Stored data:
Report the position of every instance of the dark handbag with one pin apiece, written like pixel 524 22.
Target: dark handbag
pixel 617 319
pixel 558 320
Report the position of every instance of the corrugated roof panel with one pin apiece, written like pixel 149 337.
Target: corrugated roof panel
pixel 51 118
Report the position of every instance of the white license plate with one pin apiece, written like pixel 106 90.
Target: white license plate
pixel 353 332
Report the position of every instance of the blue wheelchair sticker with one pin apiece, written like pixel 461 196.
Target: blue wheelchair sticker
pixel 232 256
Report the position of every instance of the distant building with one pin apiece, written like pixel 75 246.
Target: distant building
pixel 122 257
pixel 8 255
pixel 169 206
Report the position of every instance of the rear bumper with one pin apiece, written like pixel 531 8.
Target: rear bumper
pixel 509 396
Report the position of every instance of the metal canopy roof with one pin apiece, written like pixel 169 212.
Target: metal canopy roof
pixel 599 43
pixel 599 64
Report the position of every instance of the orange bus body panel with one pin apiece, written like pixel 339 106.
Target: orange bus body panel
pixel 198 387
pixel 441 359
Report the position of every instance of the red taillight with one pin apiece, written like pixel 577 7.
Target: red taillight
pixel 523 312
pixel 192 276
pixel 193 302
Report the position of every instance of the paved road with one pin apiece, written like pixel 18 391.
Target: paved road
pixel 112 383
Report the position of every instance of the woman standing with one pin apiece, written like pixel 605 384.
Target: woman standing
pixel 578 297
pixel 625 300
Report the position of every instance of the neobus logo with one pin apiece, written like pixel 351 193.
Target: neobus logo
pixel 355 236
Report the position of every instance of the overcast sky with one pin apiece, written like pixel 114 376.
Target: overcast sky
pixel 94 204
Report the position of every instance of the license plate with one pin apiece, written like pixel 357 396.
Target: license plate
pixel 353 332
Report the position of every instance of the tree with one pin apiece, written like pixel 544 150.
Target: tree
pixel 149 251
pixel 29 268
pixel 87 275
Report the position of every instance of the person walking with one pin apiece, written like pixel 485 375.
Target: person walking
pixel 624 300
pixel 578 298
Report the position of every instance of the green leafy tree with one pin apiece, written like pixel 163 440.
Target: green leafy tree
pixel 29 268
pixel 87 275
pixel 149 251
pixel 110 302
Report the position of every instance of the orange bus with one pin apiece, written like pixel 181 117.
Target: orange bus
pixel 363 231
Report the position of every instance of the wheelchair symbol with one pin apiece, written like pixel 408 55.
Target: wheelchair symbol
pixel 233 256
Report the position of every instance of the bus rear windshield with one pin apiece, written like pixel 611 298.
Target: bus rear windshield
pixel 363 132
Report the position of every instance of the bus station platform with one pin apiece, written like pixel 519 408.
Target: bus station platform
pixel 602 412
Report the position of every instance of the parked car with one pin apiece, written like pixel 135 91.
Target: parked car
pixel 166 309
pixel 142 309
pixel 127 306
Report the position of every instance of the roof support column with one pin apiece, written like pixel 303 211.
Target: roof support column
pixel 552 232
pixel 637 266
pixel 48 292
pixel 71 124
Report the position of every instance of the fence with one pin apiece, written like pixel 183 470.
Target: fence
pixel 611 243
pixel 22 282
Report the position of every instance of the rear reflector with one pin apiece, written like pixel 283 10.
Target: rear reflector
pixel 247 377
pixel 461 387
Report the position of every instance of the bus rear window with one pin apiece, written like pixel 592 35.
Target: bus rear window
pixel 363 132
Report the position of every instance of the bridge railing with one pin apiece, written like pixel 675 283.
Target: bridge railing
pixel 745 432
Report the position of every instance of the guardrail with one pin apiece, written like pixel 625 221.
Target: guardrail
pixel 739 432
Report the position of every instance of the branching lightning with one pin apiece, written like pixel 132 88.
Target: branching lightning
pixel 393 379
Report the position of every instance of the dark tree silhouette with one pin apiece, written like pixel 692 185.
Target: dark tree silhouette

● Task requirements
Considering the records above, state how many lines contain the word "silhouette", with nothing else in your reply.

● Answer box
2